**DIRECTION A**
Answer these questions using the text on the 610 Office:
(i) How many people make up the 610 Office in Penglai?
(ii) How many staff does Tianjin's central 610 branch employ?
(iii) In what city and in what month and year were over five thousand Falun Gong practitioners arrested?

**TEXT TO READ**
The aim of such methods is to extract forced confessions and “transformation,” marked by denunciation of Falun Gong. But for thousands, the result has been death.

In addition to torture, 610 agents administratively sentence Falun Gong adherents directly to labor camps, detention centers, and brainwashing classes—where they can be locked away for three years without a day in court.

The puppeteer

With such over-arching authority, one would expect the 610 Office to have an enormous staff, but available evidence indicates its manpower is surprisingly limited. According to an official webpage belonging to the municipality of Penglai, a Shandong province city of 490,000, the 610 Office there consists of only seven people.

The 610 Office’s real power lies in its ability to force the hands of other Party and government bodies. Tianjin’s central 610 branch, for instance, employs 50–60 staff who can directly order the city’s 30,000-strong police force, with one 610 officer often supervising over 100 ordinary policemen, according to the city’s former 610 operative Hao Fengjun.

Thus, it was the Central 610 Office that directed the arrest of over five thousand Falun Gong practitioner in Changchun in March 2002. “Every day the police ‘interrogated’ all of the practitioners on the 610 Office’s blacklist,” said Wang Yuhuan, who was arrested at the time and later spoke with Gao.

Similarly, when Gao and another lawyer tried visiting their client, a Falun Gong practitioner held in a labor camp, Gao recalls being told that administrators could approve requests to see any inmate. But to see a Falun Gong practitioner, “we would need special approval from the 610 Office,” camp officials said.

**RECORDS FOR PROCESSING**
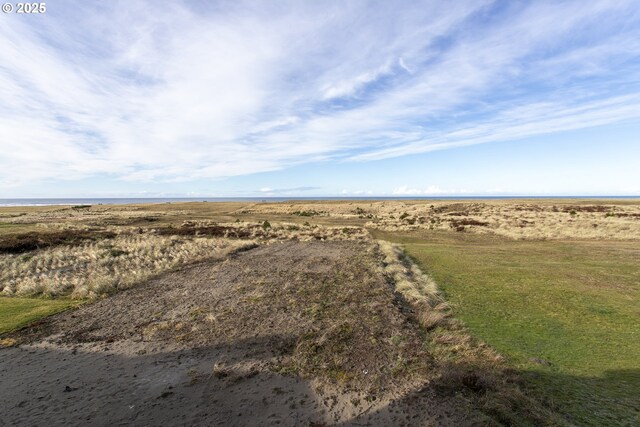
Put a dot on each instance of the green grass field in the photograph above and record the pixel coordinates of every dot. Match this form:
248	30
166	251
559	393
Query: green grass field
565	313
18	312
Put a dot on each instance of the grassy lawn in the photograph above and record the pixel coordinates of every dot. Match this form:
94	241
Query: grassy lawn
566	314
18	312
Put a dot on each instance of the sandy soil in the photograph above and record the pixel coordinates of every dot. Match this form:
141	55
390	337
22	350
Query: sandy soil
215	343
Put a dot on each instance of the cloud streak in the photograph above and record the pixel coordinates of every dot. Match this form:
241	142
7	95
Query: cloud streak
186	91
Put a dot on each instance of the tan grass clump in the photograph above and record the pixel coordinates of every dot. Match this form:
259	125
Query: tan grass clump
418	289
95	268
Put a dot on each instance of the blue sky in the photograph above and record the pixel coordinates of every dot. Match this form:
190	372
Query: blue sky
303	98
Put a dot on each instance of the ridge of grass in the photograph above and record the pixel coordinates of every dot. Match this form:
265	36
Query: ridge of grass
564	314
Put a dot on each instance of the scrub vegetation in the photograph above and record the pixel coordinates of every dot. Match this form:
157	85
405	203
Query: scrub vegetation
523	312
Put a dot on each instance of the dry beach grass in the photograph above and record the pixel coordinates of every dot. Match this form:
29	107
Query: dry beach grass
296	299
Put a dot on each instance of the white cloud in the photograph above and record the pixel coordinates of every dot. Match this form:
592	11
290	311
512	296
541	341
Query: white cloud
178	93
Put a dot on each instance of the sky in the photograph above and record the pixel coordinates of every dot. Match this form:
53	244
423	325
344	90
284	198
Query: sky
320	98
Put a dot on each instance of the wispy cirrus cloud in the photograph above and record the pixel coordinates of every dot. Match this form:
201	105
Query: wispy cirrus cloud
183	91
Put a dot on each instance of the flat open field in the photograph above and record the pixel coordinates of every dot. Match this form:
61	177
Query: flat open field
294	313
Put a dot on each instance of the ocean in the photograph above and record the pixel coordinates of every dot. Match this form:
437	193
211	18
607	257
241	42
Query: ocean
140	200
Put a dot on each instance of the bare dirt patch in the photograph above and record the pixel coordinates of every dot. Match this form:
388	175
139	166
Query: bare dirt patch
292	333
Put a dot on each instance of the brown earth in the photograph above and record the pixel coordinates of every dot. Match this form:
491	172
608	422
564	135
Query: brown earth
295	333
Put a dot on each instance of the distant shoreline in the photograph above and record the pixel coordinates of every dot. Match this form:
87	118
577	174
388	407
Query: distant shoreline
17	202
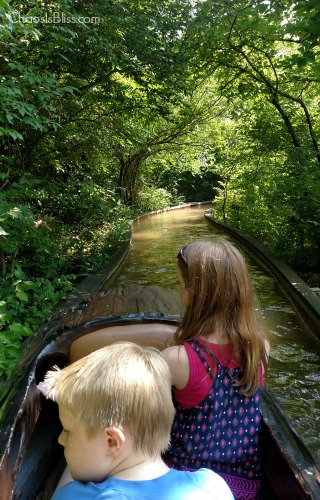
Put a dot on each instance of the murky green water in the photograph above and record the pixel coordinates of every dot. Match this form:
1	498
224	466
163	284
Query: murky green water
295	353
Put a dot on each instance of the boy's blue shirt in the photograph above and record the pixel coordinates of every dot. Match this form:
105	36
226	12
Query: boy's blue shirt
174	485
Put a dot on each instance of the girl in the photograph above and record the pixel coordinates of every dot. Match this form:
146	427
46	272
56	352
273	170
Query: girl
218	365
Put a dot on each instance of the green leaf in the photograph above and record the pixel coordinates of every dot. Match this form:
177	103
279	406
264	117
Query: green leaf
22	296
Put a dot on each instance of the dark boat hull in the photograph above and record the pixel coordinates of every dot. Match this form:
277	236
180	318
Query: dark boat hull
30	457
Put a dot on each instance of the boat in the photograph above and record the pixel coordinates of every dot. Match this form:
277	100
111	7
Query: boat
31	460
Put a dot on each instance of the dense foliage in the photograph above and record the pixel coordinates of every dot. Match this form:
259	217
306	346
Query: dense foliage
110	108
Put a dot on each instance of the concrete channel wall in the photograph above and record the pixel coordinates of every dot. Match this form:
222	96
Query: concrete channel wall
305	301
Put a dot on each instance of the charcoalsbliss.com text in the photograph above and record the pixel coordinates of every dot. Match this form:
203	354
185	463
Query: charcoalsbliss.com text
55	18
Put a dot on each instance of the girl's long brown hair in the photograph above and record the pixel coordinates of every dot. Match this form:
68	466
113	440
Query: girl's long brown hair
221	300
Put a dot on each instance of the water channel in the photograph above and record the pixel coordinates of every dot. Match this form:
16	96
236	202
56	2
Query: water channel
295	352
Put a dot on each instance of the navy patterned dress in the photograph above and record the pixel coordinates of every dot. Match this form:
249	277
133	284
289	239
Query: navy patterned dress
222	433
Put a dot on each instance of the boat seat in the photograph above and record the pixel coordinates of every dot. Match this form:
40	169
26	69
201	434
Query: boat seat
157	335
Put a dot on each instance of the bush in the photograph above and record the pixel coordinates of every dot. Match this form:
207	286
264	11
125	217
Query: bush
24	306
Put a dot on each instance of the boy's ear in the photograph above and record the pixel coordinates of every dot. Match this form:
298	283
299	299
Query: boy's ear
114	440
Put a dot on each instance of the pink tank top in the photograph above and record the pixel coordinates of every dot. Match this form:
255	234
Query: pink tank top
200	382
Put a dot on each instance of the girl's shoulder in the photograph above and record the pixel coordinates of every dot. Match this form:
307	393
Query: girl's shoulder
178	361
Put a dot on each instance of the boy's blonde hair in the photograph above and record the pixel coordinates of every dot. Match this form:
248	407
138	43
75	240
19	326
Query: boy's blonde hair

**DIRECTION B**
Rewrite the records from the line with "Put a dot on each instance of the girl's shoulder" through the end of the records, changing "Match this form" to "Follow this format" and keeping everything else the same.

**WRITTEN ANSWER A**
(i) Seven people.
(ii) 50–60 staff.
(iii) Changchun, in March 2002.

**WRITTEN ANSWER B**
Put a dot on each instance of the girl's shoulder in the photograph above and record the pixel coordinates of every dot. Follow this format:
307	393
Query: girl's shoulder
178	361
Put a dot on each instance of the boy's blonde hair in the photograph above and record the pixel coordinates of every dot. Follow this format:
248	407
138	43
75	240
19	326
Query: boy's blonde hair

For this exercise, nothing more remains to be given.